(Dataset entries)
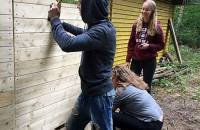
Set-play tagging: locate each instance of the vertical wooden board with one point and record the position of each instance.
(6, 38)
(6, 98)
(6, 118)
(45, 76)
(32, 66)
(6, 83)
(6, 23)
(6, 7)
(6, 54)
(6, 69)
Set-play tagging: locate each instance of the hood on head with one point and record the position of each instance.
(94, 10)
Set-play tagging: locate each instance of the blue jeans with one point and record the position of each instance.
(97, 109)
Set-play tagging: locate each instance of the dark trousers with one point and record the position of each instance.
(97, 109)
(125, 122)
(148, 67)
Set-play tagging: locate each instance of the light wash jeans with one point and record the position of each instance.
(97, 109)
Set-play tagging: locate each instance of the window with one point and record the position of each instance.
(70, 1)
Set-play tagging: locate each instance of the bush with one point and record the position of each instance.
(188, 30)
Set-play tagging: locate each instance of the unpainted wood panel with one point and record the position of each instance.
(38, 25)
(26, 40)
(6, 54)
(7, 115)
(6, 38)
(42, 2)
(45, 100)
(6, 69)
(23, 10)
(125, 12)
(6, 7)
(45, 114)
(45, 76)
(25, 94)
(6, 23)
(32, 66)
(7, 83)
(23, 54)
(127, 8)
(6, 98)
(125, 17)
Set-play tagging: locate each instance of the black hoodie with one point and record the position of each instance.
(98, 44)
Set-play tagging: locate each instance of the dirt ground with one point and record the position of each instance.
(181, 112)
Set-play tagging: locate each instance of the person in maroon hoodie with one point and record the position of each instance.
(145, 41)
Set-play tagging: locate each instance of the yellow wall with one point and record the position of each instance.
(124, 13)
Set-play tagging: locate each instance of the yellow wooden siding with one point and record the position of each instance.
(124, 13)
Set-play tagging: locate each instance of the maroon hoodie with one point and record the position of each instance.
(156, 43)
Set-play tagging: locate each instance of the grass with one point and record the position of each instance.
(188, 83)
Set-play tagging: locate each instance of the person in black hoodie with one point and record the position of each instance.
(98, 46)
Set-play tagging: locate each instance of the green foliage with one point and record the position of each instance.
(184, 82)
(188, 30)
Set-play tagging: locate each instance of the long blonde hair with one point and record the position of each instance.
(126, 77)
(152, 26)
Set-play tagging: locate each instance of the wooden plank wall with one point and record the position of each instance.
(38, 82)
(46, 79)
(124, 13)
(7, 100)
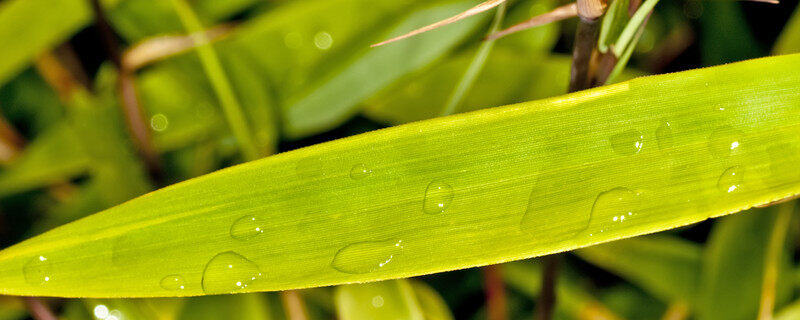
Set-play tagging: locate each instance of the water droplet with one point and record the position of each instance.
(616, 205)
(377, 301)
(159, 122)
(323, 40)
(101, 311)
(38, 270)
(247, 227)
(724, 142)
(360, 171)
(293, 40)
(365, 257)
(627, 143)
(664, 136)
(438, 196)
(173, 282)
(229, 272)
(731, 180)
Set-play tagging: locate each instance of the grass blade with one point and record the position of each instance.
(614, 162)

* Work instruction
Please output the lines from the line that contains "Set-play tagging: locate each instance of the yellow wooden" through the end of the records, both ends included, exactly and with no pictures.

* Solution to this exercise
Set-play tagging: locate each instance of the yellow wooden siding with one point and record the position of each instance.
(124, 13)
Set-play tagging: locate each instance of the maroon hoodie with one point and record the position of each instance.
(156, 43)
Set-play tagging: locate each instance of the grass with one point and record the position of each instance.
(188, 83)
Set-play tagging: locate each instance of the person in black hoodie with one point and record the position of each instance.
(98, 46)
Set-play tagging: locate each instance of the green foliage with one point and record the position of each instance.
(184, 82)
(188, 30)
Set-play tagging: locate each instance of the long blonde hair with one point and record the position of each instance.
(126, 77)
(152, 26)
Set-play tagging: locate each instance of the wooden plank wall with one point and record the position of each instance.
(38, 82)
(46, 79)
(124, 13)
(7, 100)
Set-play tagging: locate each instance of the water droplet with one point and record the position of each instance.
(616, 205)
(377, 301)
(159, 122)
(323, 40)
(101, 311)
(38, 270)
(247, 227)
(724, 142)
(360, 171)
(293, 40)
(365, 257)
(627, 143)
(664, 136)
(438, 196)
(173, 282)
(229, 272)
(731, 180)
Set-play tagging: locate each instance of the grass blade with one point and record the position of each instance.
(614, 162)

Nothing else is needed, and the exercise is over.